__TEXT UNDER STUDY__
******************************

Ghazal 65, Verse 1

{65,1}

sitam-kash ma.sla;hat se huu;N kih ;xuubaa;N tujh pah ((aashiq hai;N
takalluf bar-:taraf mil jaa))egaa tujh-saa raqiib aa;xir

1) I am oppression-accepting from advice/prudence, for beautiful ones are your lovers
2) {leaving aside formality / 'to tell the truth'}, a Rival like you will become available [to me] finally

Notes:

ma.sla;hat : 'A cause, means, or occasion, of good; a thing or affair conducive to good, or that is for good; a thing that is good and right; welfare; that which is best, a prudent measure, advisable thing; advisability, sound or good policy; an urgent occasion; --convenience, expedience; an expedient; fitness; --advice, counsel; --an affair, business; subject'. (Platts p.1042)

 

takalluf : 'Taking (anything) upon oneself gratuitously or without being required to do it, gratuitousness; taking much pains personally (in any matter); pains, attention, industry, perseverance; trouble, inconvenience; elaborate preparation (for); profusion, extravagance; careful observance of etiquette, ceremony, formality; dissimulation, insincerity'. (Platts pp.331-32)

 

takalluf bar-:taraf : 'Ceremony apart, waiving ceremony'. (Platts p.332)

Nazm:

That is, among the beautiful ones who are in love with you, one or another of them will fall to my lot. With this counsel I submit to your coquetry-- that if I don't get you, then I will get some rival as beautiful as you. (65)

******************************

__INPUT DATA__
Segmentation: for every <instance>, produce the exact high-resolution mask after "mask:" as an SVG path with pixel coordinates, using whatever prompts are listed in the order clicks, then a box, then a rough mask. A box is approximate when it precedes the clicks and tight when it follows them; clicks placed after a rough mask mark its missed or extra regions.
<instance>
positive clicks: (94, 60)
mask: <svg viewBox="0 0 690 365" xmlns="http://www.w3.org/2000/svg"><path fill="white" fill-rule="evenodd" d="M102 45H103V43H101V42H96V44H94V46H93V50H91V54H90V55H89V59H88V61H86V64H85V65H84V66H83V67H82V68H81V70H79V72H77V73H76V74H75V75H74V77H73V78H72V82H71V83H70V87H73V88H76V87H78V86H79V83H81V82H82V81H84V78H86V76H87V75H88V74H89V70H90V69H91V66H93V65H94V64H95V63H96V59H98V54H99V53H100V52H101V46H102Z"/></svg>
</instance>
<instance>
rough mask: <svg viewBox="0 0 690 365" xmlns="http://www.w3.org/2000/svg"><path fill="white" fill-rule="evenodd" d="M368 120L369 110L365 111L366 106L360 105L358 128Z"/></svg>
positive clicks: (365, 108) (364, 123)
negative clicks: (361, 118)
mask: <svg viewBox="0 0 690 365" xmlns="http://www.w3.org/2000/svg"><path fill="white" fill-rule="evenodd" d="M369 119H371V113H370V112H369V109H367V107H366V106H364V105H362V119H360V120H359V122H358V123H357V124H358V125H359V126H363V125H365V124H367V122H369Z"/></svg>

******************************

__TASKS__
1 – Reproduce the full text on Ghazal 65, Verse 1, word for word.
2 – In the listing, give only the lines from the one with "</instance>" up to and including the one with "positive clicks: (365, 108) (364, 123)", with "rough mask" swapped for "coarse mask" and nothing else changed.

__PER-TASK OUTPUTS__
1 –
Ghazal 65, Verse 1

{65,1}

sitam-kash ma.sla;hat se huu;N kih ;xuubaa;N tujh pah ((aashiq hai;N
takalluf bar-:taraf mil jaa))egaa tujh-saa raqiib aa;xir

1) I am oppression-accepting from advice/prudence, for beautiful ones are your lovers
2) {leaving aside formality / 'to tell the truth'}, a Rival like you will become available [to me] finally

Notes:

ma.sla;hat : 'A cause, means, or occasion, of good; a thing or affair conducive to good, or that is for good; a thing that is good and right; welfare; that which is best, a prudent measure, advisable thing; advisability, sound or good policy; an urgent occasion; --convenience, expedience; an expedient; fitness; --advice, counsel; --an affair, business; subject'. (Platts p.1042)

 

takalluf : 'Taking (anything) upon oneself gratuitously or without being required to do it, gratuitousness; taking much pains personally (in any matter); pains, attention, industry, perseverance; trouble, inconvenience; elaborate preparation (for); profusion, extravagance; careful observance of etiquette, ceremony, formality; dissimulation, insincerity'. (Platts pp.331-32)

 

takalluf bar-:taraf : 'Ceremony apart, waiving ceremony'. (Platts p.332)

Nazm:

That is, among the beautiful ones who are in love with you, one or another of them will fall to my lot. With this counsel I submit to your coquetry-- that if I don't get you, then I will get some rival as beautiful as you. (65)

2 –
</instance>
<instance>
coarse mask: <svg viewBox="0 0 690 365" xmlns="http://www.w3.org/2000/svg"><path fill="white" fill-rule="evenodd" d="M368 120L369 110L365 111L366 106L360 105L358 128Z"/></svg>
positive clicks: (365, 108) (364, 123)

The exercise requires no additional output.